TASK TO CARRY OUT →
Emit the data below verbatim, stripping out any pictures.

GIVEN INFORMATION →

________________________

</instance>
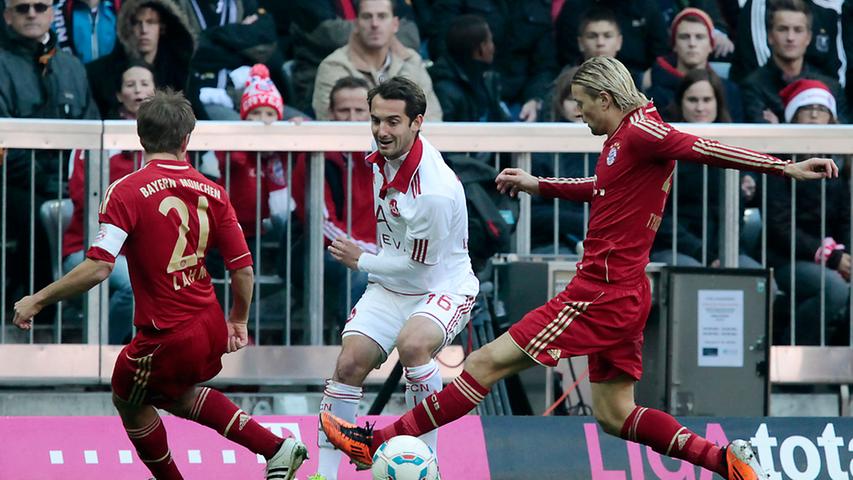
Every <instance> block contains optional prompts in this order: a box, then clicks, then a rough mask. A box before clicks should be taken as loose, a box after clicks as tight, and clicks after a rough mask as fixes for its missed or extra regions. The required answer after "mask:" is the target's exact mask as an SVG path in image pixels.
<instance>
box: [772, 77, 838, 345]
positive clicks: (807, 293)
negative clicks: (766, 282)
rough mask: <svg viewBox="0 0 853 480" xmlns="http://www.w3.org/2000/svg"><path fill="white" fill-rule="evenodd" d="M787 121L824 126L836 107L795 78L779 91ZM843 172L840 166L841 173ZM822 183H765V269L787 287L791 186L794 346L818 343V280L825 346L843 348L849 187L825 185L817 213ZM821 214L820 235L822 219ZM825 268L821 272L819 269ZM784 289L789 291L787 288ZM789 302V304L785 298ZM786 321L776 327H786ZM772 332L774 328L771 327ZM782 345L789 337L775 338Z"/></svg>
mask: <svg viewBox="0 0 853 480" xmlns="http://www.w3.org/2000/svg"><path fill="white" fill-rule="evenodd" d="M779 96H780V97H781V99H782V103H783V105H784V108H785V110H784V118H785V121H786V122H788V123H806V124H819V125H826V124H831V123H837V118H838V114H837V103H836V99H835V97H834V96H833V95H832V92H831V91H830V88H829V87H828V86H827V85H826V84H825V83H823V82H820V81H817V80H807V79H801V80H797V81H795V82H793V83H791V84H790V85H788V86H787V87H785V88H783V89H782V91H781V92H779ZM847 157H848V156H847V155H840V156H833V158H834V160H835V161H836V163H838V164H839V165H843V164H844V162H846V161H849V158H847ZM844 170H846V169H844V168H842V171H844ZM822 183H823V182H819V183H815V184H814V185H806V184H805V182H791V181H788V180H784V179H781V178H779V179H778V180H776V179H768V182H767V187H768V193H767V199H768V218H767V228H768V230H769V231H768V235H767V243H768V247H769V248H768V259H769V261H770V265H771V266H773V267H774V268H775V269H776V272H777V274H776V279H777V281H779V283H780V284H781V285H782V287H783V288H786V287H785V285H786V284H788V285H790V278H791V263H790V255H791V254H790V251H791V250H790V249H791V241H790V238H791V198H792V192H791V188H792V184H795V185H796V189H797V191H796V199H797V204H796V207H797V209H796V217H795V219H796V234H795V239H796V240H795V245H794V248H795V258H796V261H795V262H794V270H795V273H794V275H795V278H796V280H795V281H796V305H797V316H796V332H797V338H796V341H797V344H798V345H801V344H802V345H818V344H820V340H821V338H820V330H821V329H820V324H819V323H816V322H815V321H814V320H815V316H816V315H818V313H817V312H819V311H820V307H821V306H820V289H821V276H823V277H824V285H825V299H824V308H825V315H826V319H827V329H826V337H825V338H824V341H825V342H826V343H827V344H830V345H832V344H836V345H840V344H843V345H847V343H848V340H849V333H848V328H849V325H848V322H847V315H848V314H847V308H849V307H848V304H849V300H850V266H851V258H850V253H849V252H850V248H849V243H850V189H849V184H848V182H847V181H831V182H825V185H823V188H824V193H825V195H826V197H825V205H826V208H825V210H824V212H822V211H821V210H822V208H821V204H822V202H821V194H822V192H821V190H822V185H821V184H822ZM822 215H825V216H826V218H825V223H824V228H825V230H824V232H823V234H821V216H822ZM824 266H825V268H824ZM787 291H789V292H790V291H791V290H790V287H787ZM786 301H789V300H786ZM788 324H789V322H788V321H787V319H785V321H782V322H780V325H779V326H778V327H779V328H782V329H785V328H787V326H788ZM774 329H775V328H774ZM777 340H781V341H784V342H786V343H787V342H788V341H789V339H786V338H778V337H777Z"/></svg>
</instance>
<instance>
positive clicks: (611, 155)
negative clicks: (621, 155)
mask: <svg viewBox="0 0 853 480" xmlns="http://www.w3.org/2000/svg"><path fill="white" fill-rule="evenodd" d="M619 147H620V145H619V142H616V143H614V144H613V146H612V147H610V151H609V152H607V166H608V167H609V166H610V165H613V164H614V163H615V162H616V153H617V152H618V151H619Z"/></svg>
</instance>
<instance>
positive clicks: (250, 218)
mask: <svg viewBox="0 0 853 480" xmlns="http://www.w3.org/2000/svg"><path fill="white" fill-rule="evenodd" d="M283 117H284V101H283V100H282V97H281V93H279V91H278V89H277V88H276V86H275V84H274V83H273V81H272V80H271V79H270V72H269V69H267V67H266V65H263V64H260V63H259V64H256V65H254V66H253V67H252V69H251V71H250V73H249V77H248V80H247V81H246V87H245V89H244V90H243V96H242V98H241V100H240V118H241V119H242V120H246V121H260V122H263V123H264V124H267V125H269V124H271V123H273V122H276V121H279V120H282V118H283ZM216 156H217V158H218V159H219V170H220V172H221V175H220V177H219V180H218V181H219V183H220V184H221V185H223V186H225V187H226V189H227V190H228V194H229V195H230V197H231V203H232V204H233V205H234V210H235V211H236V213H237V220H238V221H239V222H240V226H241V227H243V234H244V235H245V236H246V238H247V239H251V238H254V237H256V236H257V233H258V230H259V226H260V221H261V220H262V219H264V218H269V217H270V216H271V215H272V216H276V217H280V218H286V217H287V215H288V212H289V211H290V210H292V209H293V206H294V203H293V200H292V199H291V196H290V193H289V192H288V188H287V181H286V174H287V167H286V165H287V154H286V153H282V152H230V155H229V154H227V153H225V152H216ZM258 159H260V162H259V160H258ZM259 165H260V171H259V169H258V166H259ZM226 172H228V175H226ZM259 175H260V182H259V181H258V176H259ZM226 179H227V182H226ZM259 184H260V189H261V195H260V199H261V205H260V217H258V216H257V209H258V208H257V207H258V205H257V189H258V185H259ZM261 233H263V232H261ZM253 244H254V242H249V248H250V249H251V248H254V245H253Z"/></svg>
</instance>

________________________

RESPONSE →
</instance>
Every <instance> block contains optional prompts in this order: a box, then clicks, then a rough mask. A box before clicks should be taken as loose, a box after clicks as tight, and clicks after a rough mask as fixes for its missed or extra regions. The required answer after "mask:" is the target's exact mask as an SVG path in image pixels.
<instance>
box: [772, 77, 838, 345]
positive clicks: (807, 293)
negative clicks: (766, 282)
rough mask: <svg viewBox="0 0 853 480" xmlns="http://www.w3.org/2000/svg"><path fill="white" fill-rule="evenodd" d="M787 121L824 126L836 107L795 78L779 91ZM843 172L840 166L841 173ZM822 183H765V269L787 287L791 186L794 346L818 343V280L825 346L843 348L849 187L825 185L817 213ZM821 214L820 235L822 219ZM825 268L821 272L819 269ZM784 289L789 291L787 288ZM789 302V304L785 298ZM786 321L776 327H786ZM772 332L774 328L771 327ZM782 345L789 337L775 338Z"/></svg>
mask: <svg viewBox="0 0 853 480" xmlns="http://www.w3.org/2000/svg"><path fill="white" fill-rule="evenodd" d="M779 96H780V97H781V99H782V103H783V105H784V108H785V110H784V118H785V121H786V122H788V123H806V124H819V125H826V124H831V123H837V118H838V114H837V103H836V99H835V97H834V96H833V95H832V92H831V91H830V88H829V87H828V86H827V85H826V84H825V83H823V82H820V81H817V80H807V79H801V80H797V81H795V82H793V83H791V84H790V85H788V86H787V87H785V88H783V89H782V91H781V92H779ZM847 157H848V156H847V155H840V156H833V158H834V160H835V161H836V163H838V164H839V165H843V164H844V162H846V161H849V158H847ZM844 170H846V169H844V168H842V171H844ZM822 183H823V182H819V183H815V184H814V185H806V184H805V182H791V181H788V180H784V179H781V178H779V179H778V180H776V179H768V182H767V187H768V193H767V199H768V218H767V228H768V230H769V231H768V235H767V243H768V247H769V248H768V259H769V261H770V265H771V266H773V267H774V268H775V269H776V272H777V274H776V279H777V281H779V283H780V284H781V285H782V287H783V288H786V287H785V285H786V284H788V285H790V278H791V263H790V255H791V254H790V251H791V250H790V249H791V241H790V238H791V198H792V192H791V188H792V184H795V185H796V189H797V191H796V199H797V204H796V207H797V209H796V217H795V219H796V234H795V239H796V240H795V245H794V248H795V258H796V261H795V262H794V270H795V273H794V275H795V278H796V280H795V281H796V305H797V316H796V332H797V338H796V341H797V344H798V345H801V344H802V345H818V344H820V340H821V338H820V330H821V329H820V324H819V323H816V322H815V321H814V320H815V316H816V315H818V313H817V312H819V311H820V307H821V306H820V289H821V276H823V277H824V285H825V299H824V308H825V315H826V319H827V329H826V337H825V338H824V341H825V342H826V343H827V344H830V345H832V344H836V345H840V344H843V345H847V343H848V340H849V333H848V328H849V325H848V322H847V315H848V314H847V308H849V307H848V304H849V300H850V266H851V258H850V253H849V252H850V248H849V243H850V189H849V184H848V182H847V181H831V182H825V185H823V188H824V193H825V195H826V197H825V205H826V208H825V210H824V212H822V211H821V210H822V208H821V204H822V202H821V194H822V192H821V190H822V185H821V184H822ZM822 215H825V216H826V218H825V223H824V228H825V230H824V232H823V234H821V216H822ZM824 266H825V268H824ZM787 291H789V292H790V291H791V290H790V287H787ZM786 301H789V300H786ZM788 324H789V322H788V321H787V319H785V321H782V322H780V325H779V326H778V327H779V328H782V329H785V328H787V326H788ZM774 329H775V328H774ZM777 340H781V341H784V342H786V343H787V342H788V341H789V339H786V338H778V337H777Z"/></svg>
</instance>
<instance>
positive clicks: (611, 155)
negative clicks: (621, 155)
mask: <svg viewBox="0 0 853 480" xmlns="http://www.w3.org/2000/svg"><path fill="white" fill-rule="evenodd" d="M619 147H620V145H619V142H616V143H614V144H613V146H612V147H610V151H609V152H607V166H608V167H609V166H610V165H613V164H614V163H615V162H616V153H617V152H618V151H619Z"/></svg>
</instance>
<instance>
positive clicks: (250, 218)
mask: <svg viewBox="0 0 853 480" xmlns="http://www.w3.org/2000/svg"><path fill="white" fill-rule="evenodd" d="M283 117H284V101H283V100H282V97H281V93H279V91H278V89H277V88H276V86H275V84H274V83H273V81H272V80H271V79H270V72H269V69H267V67H266V65H263V64H260V63H259V64H256V65H254V66H253V67H252V69H251V71H250V73H249V77H248V80H247V81H246V87H245V89H244V90H243V96H242V98H241V100H240V118H241V119H242V120H246V121H260V122H263V123H264V124H267V125H269V124H271V123H273V122H276V121H279V120H282V118H283ZM216 156H217V158H218V159H219V170H220V172H221V175H220V177H219V180H218V181H219V183H220V184H221V185H223V186H225V187H226V189H227V190H228V194H229V195H230V197H231V203H232V204H233V205H234V210H235V211H236V213H237V220H238V221H239V222H240V226H241V227H243V234H244V235H245V236H246V238H247V239H251V238H254V237H256V236H257V233H258V230H259V226H260V221H261V220H262V219H264V218H269V217H270V216H271V215H272V216H276V217H280V218H286V217H287V215H288V212H289V211H290V210H292V209H293V206H294V203H293V200H292V199H291V196H290V193H289V192H288V188H287V181H286V174H287V167H286V165H287V154H286V153H282V152H230V155H229V154H227V153H225V152H216ZM258 159H260V162H259V160H258ZM259 165H260V171H259V169H258V166H259ZM226 172H228V175H226ZM259 175H260V182H259V181H258V176H259ZM226 179H227V182H226ZM259 184H260V189H261V195H260V199H261V205H260V217H258V216H257V209H258V208H257V207H258V205H257V189H258V185H259ZM261 233H263V232H261ZM253 244H254V242H249V248H250V249H251V248H254V245H253Z"/></svg>
</instance>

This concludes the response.